Finally got some time to write this blog post. DebConf for me is always something special, a family gathering of weird combination of geeks (or is weird a default geek state?). To be honest, I finally can compare Debian as hacker conference to other so-called hacker conferences. With that hat on, I can say that Debian is by far the most organized and highest quality conference. Maybe I am biased, but I don't care too much about that. I simply love Debian and that is no secret. So lets dive into my view on DebConf16 which was held in Cape Town, South Africa.

Cape Town

This was the first time we had conference on African continent (and I now see for the first time DebConf bid for Asia, which leaves only Australia and beautiful Pacific islands to start a bid). Cape Town by itself, is pretty much Europe-like city. That was kinda a bum for me on first day, especially as we were hosted at University of Cape Town (which is quite beautiful uni) and the surrounding neighborhood was very European. Almost right after the first day I was fine because I started exploring the huge city. Cape Town is really huge, it has by stats ~4mil people, and unofficially it has ~6mil. Certainly a lot to explore and I hope one day to be back there (I actually hope as soon as possible).

The good, bad and ugly

I will start with bad and ugly as I want to finish with good notes.

Racism down there is still HUGE. You don't have signs on the road saying that, but there is clearly separation between white and black people. The houses near uni all had fences on walls (most of them even electrical ones with sharp blades on it) with bars on windows. That just bring tensions and certainly doesn't improve anything. To be honest, if someone wants to break in they still can do easily so the fences maybe need to bring intimidation but they actually only bring tension (my personal view). Also many houses have sign of Armed Force Response (something in those lines) where in case someone would start breaking in, armed forces would come to protect the home.

Also compared to workforce, white appear to hold most of profit/big business positions and fields, while black are street workers, bar workers etc etc. On the street you can feel from time to time the tension between people. Going out to bars also showed the separation - they were either almost exclusively white or exclusively black. Very sad state to see. Sharing love and mixing is something that pushes us forward and here I saw clear blockades for such things.

The bad part of Cape Town is, and this is not only special to Cape Town but to almost all major cities, is that small crime is on wide scale. Pickpocketing here is something you must pay attention to it. To me, personally, nothing happened but I heard a lot of stories from my friends on whom were such activities attempted (although I am not sure did the criminals succeed).

Enough of bad as my blog post will not change this and it is a topic for debate and active involvement which I can't unfortunately do at this moment.

THE GOOD!

There are so many great local people I met! As I mentioned, I want to visit that city again and again and again. If you don't fear of those bad things, this city has great local cuisine, a lot of great people, awesome art soul and they dance with heart (I guess when you live in rough times, you try to use free time at your best). There were difference between white and black bars/clubs - white were almost like standard European, a lot of drinking and not much dancing, and black were a lot of dancing and not much drinking (maybe the economical power has something to do with it but I certainly felt more love in black bars).

Cape Town has awesome mountain, the Table Mountain. I went on hiking with my friends, and I must say (again to myself) - do the damn hiking as much as possible. After every hike I feel so inspired, that I will start thinking that I hate myself for not doing it more often! The view from Table mountain is just majestic (you can even see the Cape of Good Hope). The WOW moments are just firing up in you.
• • • • • • •
Reproduce the DebConf16 blog post word for word, starting at "I will start with" up to and including "protect the home.". Base your work solely on the DebConf16 blog post above.

▶ _MATERIAL PROVIDED_:
• • • • • • •
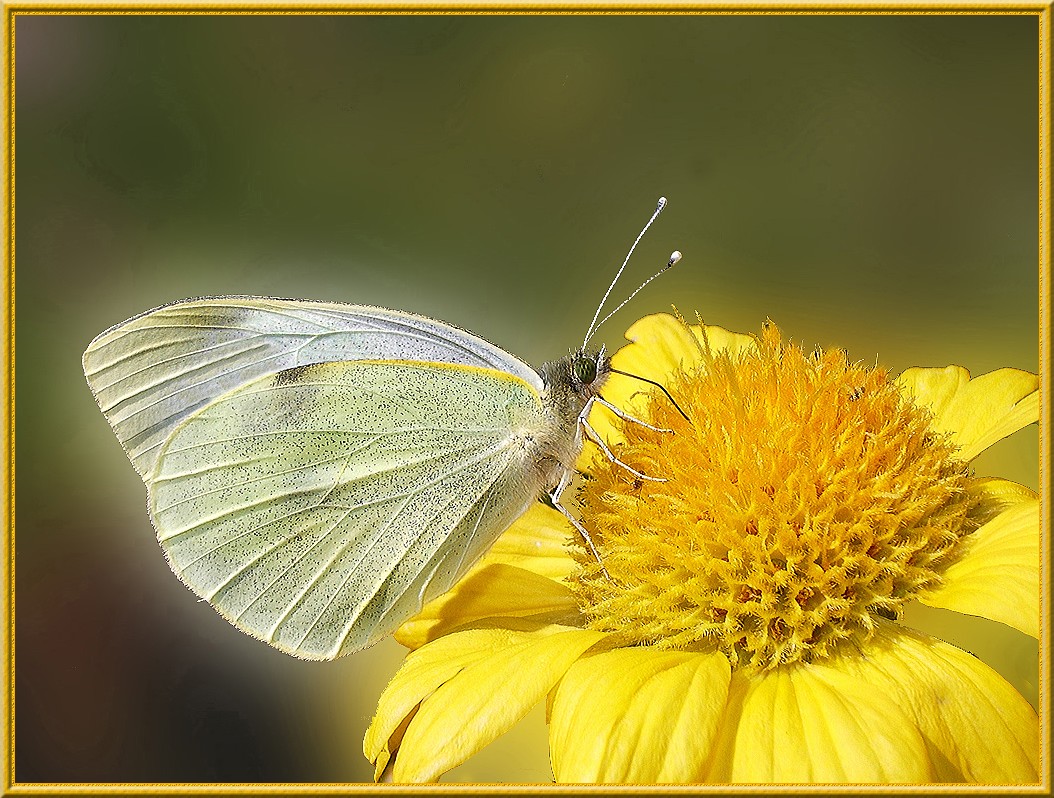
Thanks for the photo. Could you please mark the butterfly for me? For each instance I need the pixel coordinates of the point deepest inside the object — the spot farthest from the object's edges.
• • • • • • •
▶ _EXERCISE OUTPUT_:
I will start with bad and ugly as I want to finish with good notes.

Racism down there is still HUGE. You don't have signs on the road saying that, but there is clearly separation between white and black people. The houses near uni all had fences on walls (most of them even electrical ones with sharp blades on it) with bars on windows. That just bring tensions and certainly doesn't improve anything. To be honest, if someone wants to break in they still can do easily so the fences maybe need to bring intimidation but they actually only bring tension (my personal view). Also many houses have sign of Armed Force Response (something in those lines) where in case someone would start breaking in, armed forces would come to protect the home.